[[ DATA EXTRACTS open ]]
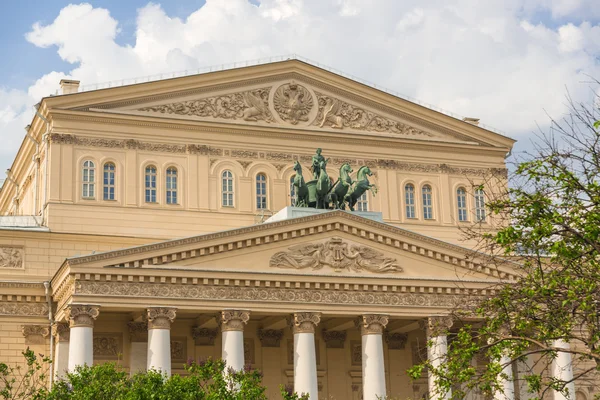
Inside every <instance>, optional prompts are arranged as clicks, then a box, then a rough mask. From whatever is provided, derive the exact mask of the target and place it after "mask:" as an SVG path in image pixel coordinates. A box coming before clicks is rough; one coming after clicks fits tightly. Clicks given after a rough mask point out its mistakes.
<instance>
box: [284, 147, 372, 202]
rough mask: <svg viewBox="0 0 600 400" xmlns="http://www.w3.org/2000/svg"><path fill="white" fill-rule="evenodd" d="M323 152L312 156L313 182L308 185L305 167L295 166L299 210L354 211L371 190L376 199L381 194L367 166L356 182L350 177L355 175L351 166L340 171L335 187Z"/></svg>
mask: <svg viewBox="0 0 600 400" xmlns="http://www.w3.org/2000/svg"><path fill="white" fill-rule="evenodd" d="M321 152H322V150H321V149H320V148H319V149H317V151H316V153H315V155H313V156H312V166H311V169H312V172H313V179H312V180H311V181H308V182H305V181H304V177H303V176H302V166H301V165H300V163H299V162H298V161H296V162H295V165H294V171H296V176H295V177H294V186H295V188H296V203H295V204H294V205H295V206H296V207H313V208H318V209H324V210H327V209H336V210H337V209H339V210H345V209H346V207H348V208H349V209H350V211H354V206H355V205H356V203H357V202H358V199H360V197H361V196H362V195H363V194H364V193H365V192H366V191H367V190H370V191H371V193H372V194H373V196H375V194H376V193H377V187H376V186H375V185H372V184H371V183H370V182H369V176H372V175H373V173H372V172H371V170H370V169H369V167H367V166H366V165H363V166H362V167H360V168H359V169H358V171H357V173H356V180H352V178H351V176H350V174H351V173H352V172H353V170H352V167H351V166H350V164H348V163H344V164H342V166H341V167H340V177H339V178H338V180H337V181H336V182H335V183H334V184H332V183H331V179H330V178H329V175H328V174H327V163H328V162H329V159H325V157H323V155H321Z"/></svg>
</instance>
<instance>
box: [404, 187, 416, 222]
mask: <svg viewBox="0 0 600 400" xmlns="http://www.w3.org/2000/svg"><path fill="white" fill-rule="evenodd" d="M409 188H410V190H409ZM409 193H410V201H409ZM415 193H416V190H415V185H414V184H413V183H411V182H408V183H406V184H405V185H404V217H405V218H406V219H417V208H416V204H415ZM411 211H412V214H411Z"/></svg>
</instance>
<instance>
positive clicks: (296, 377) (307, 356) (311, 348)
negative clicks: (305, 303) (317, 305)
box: [290, 312, 321, 400]
mask: <svg viewBox="0 0 600 400" xmlns="http://www.w3.org/2000/svg"><path fill="white" fill-rule="evenodd" d="M320 321H321V313H318V312H297V313H294V315H293V316H292V317H291V319H290V325H291V326H292V331H293V333H294V391H295V392H296V393H298V394H303V393H306V394H308V396H309V397H308V398H309V399H310V400H318V398H319V385H318V382H317V357H316V354H315V327H316V326H317V325H318V324H319V322H320Z"/></svg>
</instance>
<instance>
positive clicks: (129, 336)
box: [127, 321, 148, 376]
mask: <svg viewBox="0 0 600 400" xmlns="http://www.w3.org/2000/svg"><path fill="white" fill-rule="evenodd" d="M127 326H128V327H129V340H130V344H129V375H130V376H133V375H135V374H137V373H138V372H144V371H146V368H147V367H148V323H147V322H134V321H131V322H128V323H127Z"/></svg>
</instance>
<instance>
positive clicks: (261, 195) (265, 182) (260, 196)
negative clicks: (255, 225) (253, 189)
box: [254, 172, 269, 210]
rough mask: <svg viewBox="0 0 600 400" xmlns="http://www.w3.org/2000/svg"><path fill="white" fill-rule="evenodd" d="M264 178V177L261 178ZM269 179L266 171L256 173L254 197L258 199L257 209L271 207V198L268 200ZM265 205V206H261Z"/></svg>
mask: <svg viewBox="0 0 600 400" xmlns="http://www.w3.org/2000/svg"><path fill="white" fill-rule="evenodd" d="M260 178H262V179H260ZM268 182H269V181H268V179H267V174H265V173H264V172H259V173H257V174H256V178H255V190H254V198H255V201H256V209H257V210H268V209H269V200H268ZM259 185H261V186H262V193H260V192H259ZM261 206H263V207H261Z"/></svg>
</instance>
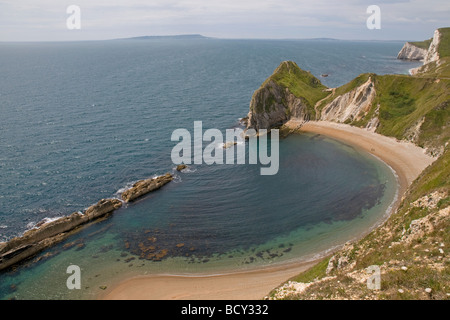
[[ DATA EXTRACTS closed ]]
● WHAT THE TASK ASKS
The answer must match the entries above line for line, with the pictures dropped.

● RESULT
Inside every <instance>, optional prompts are arranged as clicks, then a box, then a rough mask. From whatever is provided, derive the exact mask of the target and place it after "mask:" as an SVG path in image pixel coordinates. A box coming before clicks is rough; one coming after clicks fits tightly. Clicks given after a rough mask point out its mistakes.
<instance>
box: [284, 147, 372, 202]
rough mask: <svg viewBox="0 0 600 400" xmlns="http://www.w3.org/2000/svg"><path fill="white" fill-rule="evenodd" d="M323 152L312 156L313 182L308 185L305 167L295 166L299 210L354 211L371 190L376 199L381 194L367 166L356 182L350 177L355 175L351 166L340 171L335 187Z"/></svg>
mask: <svg viewBox="0 0 600 400" xmlns="http://www.w3.org/2000/svg"><path fill="white" fill-rule="evenodd" d="M321 152H322V150H321V149H320V148H319V149H317V151H316V153H315V155H313V156H312V166H311V169H312V172H313V179H312V180H311V181H308V182H305V181H304V177H303V176H302V166H301V165H300V163H299V162H298V161H296V162H295V165H294V171H296V176H295V177H294V186H295V188H296V203H295V204H294V205H295V206H296V207H313V208H318V209H324V210H327V209H336V210H337V209H339V210H345V209H346V207H348V208H349V209H350V211H354V206H355V205H356V203H357V202H358V199H360V197H361V196H362V195H363V194H364V193H365V192H366V191H367V190H370V191H371V193H372V194H373V196H375V194H376V193H377V187H376V186H375V185H372V184H371V183H370V182H369V176H372V175H373V173H372V172H371V170H370V169H369V167H367V166H366V165H363V166H362V167H360V168H359V169H358V171H357V173H356V180H352V178H351V176H350V174H351V173H352V172H353V170H352V167H351V166H350V164H348V163H344V164H342V166H341V167H340V177H339V178H338V180H337V181H336V182H335V183H334V184H332V183H331V179H330V178H329V175H328V174H327V163H328V162H329V159H325V157H323V155H321Z"/></svg>
</instance>
<instance>
box: [404, 187, 416, 222]
mask: <svg viewBox="0 0 600 400" xmlns="http://www.w3.org/2000/svg"><path fill="white" fill-rule="evenodd" d="M409 188H410V190H409ZM409 193H410V201H409ZM415 193H416V190H415V185H414V184H413V183H411V182H408V183H406V184H405V185H404V217H405V218H406V219H417V208H416V204H415ZM411 211H412V214H411Z"/></svg>
</instance>
<instance>
positive clicks: (296, 377) (307, 356) (311, 348)
negative clicks: (305, 303) (317, 305)
box: [290, 312, 321, 400]
mask: <svg viewBox="0 0 600 400" xmlns="http://www.w3.org/2000/svg"><path fill="white" fill-rule="evenodd" d="M320 321H321V313H318V312H297V313H294V315H293V316H292V317H291V319H290V325H291V326H292V331H293V333H294V391H295V392H296V393H298V394H303V393H306V394H308V396H309V397H308V398H309V399H310V400H318V398H319V385H318V382H317V357H316V354H315V327H316V326H317V325H318V324H319V322H320Z"/></svg>
</instance>
<instance>
positive clicks: (129, 336)
box: [127, 321, 148, 376]
mask: <svg viewBox="0 0 600 400" xmlns="http://www.w3.org/2000/svg"><path fill="white" fill-rule="evenodd" d="M127 326H128V327H129V340H130V344H129V375H130V376H133V375H135V374H137V373H138V372H144V371H146V368H147V367H148V323H147V322H134V321H131V322H128V323H127Z"/></svg>
</instance>
<instance>
positive clicks: (261, 195) (265, 182) (260, 196)
negative clicks: (255, 225) (253, 189)
box: [254, 172, 269, 210]
rough mask: <svg viewBox="0 0 600 400" xmlns="http://www.w3.org/2000/svg"><path fill="white" fill-rule="evenodd" d="M264 178V177L261 178ZM269 179L266 171L256 173L254 197L258 199L257 209L271 207V198L268 200ZM265 205V206H261Z"/></svg>
mask: <svg viewBox="0 0 600 400" xmlns="http://www.w3.org/2000/svg"><path fill="white" fill-rule="evenodd" d="M260 178H262V179H260ZM268 182H269V181H268V179H267V174H265V173H264V172H259V173H257V174H256V178H255V190H254V198H255V201H256V209H257V210H268V209H269V200H268ZM259 185H261V186H262V193H260V192H259ZM261 206H263V207H261Z"/></svg>
</instance>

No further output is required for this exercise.